Stated exercise
Retype every line of the listing below without changing a single character.

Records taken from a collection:
※ ※ ※

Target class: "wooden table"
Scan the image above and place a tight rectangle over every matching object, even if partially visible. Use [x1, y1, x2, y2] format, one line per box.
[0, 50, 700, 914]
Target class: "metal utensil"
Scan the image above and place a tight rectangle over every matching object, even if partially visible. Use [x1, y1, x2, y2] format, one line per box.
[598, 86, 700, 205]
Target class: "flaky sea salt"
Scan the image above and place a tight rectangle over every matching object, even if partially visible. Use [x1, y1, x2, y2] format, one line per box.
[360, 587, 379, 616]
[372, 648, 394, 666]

※ ※ ※

Finished exercise
Target class: "wooden table"
Scan the image above and place a tight rectangle over every matching object, even if partially visible. Use [x1, y1, x2, y2] format, one line per box.
[0, 50, 700, 914]
Target class: "metal utensil"
Scan the image above and place a tight rectangle over every matching object, even if partially visible. Use [x1, y1, x2, y2] format, one line per box.
[598, 86, 700, 205]
Target class: "flaky sea salt"
Scan the image above and place a tight rectangle over every matching object, even if partially visible. Use [x1, y1, x2, y2] format, one line per box.
[360, 587, 379, 616]
[372, 648, 394, 666]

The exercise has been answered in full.